* [What the task asks]:
Reproduce every one of the following records line for line, without changing anything.

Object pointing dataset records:
---*---

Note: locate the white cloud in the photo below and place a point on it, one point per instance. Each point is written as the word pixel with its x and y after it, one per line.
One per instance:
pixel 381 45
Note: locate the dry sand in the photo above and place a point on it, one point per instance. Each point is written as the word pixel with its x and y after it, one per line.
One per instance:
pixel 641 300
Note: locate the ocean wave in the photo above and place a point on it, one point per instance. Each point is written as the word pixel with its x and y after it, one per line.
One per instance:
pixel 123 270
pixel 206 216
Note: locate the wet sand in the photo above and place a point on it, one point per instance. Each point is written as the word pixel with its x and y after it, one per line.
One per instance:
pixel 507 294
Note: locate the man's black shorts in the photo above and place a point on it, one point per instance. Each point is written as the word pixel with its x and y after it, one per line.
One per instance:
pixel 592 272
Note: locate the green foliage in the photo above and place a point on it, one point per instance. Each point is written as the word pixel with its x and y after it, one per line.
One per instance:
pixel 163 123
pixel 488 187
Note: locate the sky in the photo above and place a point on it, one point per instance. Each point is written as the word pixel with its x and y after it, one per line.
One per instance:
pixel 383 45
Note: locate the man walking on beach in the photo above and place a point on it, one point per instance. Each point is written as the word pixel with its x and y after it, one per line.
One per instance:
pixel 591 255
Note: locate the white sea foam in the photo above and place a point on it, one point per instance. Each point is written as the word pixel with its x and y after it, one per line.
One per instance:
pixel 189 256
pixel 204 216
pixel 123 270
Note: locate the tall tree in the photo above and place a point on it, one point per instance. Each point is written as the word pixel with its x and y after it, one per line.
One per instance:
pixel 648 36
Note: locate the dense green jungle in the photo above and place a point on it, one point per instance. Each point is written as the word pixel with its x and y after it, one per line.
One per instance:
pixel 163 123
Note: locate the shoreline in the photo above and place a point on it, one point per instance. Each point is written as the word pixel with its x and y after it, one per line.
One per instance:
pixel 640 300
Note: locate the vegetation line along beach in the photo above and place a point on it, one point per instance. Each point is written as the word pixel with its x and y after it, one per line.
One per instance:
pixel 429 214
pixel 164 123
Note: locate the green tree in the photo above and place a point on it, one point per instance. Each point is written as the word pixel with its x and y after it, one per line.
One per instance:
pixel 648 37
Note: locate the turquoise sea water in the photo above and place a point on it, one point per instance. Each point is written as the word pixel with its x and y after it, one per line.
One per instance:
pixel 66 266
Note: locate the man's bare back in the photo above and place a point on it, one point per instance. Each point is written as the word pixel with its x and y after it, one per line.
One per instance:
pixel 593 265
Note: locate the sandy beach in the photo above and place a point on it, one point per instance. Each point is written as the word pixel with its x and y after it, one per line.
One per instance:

---*---

* [Expected answer]:
Note: locate the white cloud in the photo below and place a point on it, one point per instance. Each point is written as the word pixel with its x and y after it, one per line.
One per instance:
pixel 381 45
Note: locate the dry sand in the photo above and place a point on it, one point per instance. Each point is written as the word pixel with its x and y after it, one per line.
One per instance:
pixel 641 300
Note: locate the ocean wave in the photo above and place a point on it, one point per instance. Each point is written as the word pixel with its x and y after it, one per line.
One per instance:
pixel 123 270
pixel 206 216
Note: locate the wet sand in the photo above and place a point on it, one point per instance. Each point is written as the word pixel with its x and y after it, one per line.
One per instance:
pixel 507 294
Note: locate the man's black shorts in the photo above and place a point on it, one point per instance. Each point is written as the word pixel with its x and y after it, one per line.
One per instance:
pixel 592 272
Note: locate the green foliage in the photo above and place a point on it, one point per instance. Each point is written as the word pixel with its x and y after it, one per line.
One per instance:
pixel 163 123
pixel 488 187
Note: locate the sky in the photo above and place a point on it, one point per instance. Each point is written as the word pixel with its x and y after it, one per line.
One per instance:
pixel 383 45
Note: locate the man walking on beach in the photo above and place a point on it, one point per instance. Each point is written as the word pixel with its x and y after it, one per line.
One per instance:
pixel 591 255
Note: locate the white sea foam in the photo above and place a point on it, one point per instance. Each point is written as the word pixel with its x and y after it, one per line.
One per instance:
pixel 189 256
pixel 204 216
pixel 123 270
Note: locate the tall tree in the photo above and place a point on it, one point per instance. Each point is written as the word pixel with its x and y after it, one per line.
One per instance:
pixel 648 36
Note: locate the dense green jungle in the photo above and place a point on it, one point per instance. Each point is written as the word pixel with its x and y after it, one per line.
One per instance:
pixel 163 123
Note: locate the shoreline in the photo above and place a point on it, one point per instance. Each point is written as the word pixel with its x and y after it, one per line.
One per instance:
pixel 640 300
Note: locate the vegetation line along beach in the photo above and place a point on it, one point per instance. Each point is written as the word pixel with its x and y after it, one per line.
One per instance:
pixel 429 214
pixel 164 123
Note: locate the green tree in the photo above and place a point on it, one point per instance. Each point is written as the word pixel with its x and y after it, one per line.
One per instance:
pixel 648 37
Note: locate the turquoise sea water in the photo above and place a point on it, one point per instance. Each point is written as the word pixel with its x and y after it, one per line.
One per instance:
pixel 66 266
Note: locate the man's bare back in the photo above and place a point on it, one point per instance. Each point is written as the word pixel with its x and y after it, one per line.
One per instance:
pixel 593 265
Note: locate the sandy beach in the photo above and place a point on it, one point per instance. Each point is written as the word pixel with its x and y after it, one per line.
One per instance:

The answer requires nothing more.